-- Record set --
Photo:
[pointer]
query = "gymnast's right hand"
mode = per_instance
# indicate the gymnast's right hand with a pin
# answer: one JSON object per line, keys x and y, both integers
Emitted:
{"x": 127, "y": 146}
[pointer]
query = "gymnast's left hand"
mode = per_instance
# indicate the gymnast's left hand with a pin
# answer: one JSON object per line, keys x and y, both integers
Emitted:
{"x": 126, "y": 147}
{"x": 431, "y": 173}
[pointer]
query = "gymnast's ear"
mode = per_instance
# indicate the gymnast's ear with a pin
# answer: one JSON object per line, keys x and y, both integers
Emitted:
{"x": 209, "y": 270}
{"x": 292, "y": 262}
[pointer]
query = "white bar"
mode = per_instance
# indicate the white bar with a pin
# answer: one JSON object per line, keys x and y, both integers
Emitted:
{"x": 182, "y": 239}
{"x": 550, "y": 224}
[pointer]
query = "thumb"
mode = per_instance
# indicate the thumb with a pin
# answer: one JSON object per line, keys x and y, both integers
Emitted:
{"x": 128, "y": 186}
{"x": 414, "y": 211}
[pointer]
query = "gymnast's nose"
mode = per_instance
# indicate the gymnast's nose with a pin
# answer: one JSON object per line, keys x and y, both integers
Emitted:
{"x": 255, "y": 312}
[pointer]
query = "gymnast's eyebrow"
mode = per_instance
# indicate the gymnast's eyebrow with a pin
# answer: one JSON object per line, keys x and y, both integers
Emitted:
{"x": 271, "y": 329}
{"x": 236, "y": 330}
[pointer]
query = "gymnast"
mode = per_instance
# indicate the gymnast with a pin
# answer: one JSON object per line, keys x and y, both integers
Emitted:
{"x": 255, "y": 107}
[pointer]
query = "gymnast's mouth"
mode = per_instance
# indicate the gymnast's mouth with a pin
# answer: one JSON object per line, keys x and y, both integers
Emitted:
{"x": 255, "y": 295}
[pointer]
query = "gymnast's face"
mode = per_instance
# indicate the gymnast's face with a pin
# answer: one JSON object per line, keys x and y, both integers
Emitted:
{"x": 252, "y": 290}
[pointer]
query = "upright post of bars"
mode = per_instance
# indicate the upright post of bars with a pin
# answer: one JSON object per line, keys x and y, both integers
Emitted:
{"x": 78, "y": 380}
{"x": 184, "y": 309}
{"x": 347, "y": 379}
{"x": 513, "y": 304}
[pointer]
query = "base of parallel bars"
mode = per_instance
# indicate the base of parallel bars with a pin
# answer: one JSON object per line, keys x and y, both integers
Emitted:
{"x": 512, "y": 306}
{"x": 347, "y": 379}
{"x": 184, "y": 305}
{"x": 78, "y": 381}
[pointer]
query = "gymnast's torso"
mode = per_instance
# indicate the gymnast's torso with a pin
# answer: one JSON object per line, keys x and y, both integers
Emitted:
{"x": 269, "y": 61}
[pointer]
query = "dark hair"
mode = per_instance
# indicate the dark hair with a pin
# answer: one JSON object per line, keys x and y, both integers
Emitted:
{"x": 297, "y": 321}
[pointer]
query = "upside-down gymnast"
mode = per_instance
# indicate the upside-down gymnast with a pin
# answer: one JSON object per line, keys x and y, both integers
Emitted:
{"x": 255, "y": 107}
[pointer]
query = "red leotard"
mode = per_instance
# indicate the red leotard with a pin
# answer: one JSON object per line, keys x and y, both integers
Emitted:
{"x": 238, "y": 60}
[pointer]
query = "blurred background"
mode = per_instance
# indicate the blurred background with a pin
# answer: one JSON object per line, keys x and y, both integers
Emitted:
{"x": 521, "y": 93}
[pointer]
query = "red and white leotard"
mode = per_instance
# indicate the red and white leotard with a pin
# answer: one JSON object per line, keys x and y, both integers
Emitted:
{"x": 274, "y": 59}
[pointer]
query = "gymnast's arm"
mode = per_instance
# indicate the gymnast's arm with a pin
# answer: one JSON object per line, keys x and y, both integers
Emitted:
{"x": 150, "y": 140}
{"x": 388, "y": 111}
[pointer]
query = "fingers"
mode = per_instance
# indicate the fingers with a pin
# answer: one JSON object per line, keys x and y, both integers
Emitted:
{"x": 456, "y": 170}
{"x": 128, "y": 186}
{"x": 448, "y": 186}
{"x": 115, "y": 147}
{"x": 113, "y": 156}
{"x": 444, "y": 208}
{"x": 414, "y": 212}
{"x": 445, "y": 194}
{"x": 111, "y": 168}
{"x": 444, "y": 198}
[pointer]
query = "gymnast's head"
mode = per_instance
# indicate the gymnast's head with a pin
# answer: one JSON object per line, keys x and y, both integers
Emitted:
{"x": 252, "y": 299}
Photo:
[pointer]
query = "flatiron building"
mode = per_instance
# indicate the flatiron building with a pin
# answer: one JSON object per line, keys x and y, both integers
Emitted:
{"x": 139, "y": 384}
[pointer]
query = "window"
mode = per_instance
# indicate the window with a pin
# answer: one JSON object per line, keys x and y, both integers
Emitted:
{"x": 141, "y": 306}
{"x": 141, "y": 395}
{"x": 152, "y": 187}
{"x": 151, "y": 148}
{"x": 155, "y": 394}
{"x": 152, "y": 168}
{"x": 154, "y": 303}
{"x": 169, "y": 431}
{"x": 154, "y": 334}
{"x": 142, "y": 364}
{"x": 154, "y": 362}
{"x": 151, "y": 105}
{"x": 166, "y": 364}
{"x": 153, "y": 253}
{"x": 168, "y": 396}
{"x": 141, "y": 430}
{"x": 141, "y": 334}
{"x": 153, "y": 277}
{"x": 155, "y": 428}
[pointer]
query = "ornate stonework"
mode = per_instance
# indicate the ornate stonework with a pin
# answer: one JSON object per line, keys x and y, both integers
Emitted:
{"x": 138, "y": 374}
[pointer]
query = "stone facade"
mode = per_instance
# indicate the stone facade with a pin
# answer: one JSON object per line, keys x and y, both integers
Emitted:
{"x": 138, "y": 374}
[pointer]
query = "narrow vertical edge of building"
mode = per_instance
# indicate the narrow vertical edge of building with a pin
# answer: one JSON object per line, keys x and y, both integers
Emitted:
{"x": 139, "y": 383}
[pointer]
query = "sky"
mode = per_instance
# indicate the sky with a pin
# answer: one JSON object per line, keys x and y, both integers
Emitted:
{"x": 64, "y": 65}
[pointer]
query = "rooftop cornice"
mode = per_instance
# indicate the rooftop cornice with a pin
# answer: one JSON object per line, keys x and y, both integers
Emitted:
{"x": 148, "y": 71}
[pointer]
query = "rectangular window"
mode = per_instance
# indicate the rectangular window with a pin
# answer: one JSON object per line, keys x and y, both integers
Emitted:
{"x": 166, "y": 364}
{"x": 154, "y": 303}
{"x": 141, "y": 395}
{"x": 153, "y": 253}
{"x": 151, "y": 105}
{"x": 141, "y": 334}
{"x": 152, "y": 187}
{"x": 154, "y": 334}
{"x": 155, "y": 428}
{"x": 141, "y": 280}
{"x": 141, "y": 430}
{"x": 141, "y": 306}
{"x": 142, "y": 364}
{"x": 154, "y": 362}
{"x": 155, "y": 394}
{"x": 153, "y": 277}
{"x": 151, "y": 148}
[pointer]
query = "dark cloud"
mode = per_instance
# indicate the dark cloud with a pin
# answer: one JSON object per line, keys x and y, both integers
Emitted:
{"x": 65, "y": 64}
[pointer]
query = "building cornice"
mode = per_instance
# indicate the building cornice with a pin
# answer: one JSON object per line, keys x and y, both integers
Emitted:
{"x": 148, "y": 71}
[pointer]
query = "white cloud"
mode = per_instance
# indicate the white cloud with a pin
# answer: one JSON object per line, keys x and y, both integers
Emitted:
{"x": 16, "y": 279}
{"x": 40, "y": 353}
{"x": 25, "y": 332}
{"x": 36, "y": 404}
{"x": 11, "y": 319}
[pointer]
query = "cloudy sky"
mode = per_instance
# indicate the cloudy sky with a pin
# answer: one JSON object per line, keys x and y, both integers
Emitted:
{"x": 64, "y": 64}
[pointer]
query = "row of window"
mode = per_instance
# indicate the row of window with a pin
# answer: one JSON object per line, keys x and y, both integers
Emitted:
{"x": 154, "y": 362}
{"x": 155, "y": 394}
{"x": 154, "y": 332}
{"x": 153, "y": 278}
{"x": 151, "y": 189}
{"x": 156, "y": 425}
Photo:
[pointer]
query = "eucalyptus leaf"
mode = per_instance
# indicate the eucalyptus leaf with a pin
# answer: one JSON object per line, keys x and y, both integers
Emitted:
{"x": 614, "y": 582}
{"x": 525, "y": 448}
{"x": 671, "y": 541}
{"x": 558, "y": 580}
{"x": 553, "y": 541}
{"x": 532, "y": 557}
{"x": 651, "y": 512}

-- Do this --
Extract every line of the entries above that contains the string "bars", matching case exactly.

-- The result --
query = "upright post of bars"
# indicate the upright post of bars with a pin
query = "base of parallel bars"
# indicate the base of parallel bars with a pin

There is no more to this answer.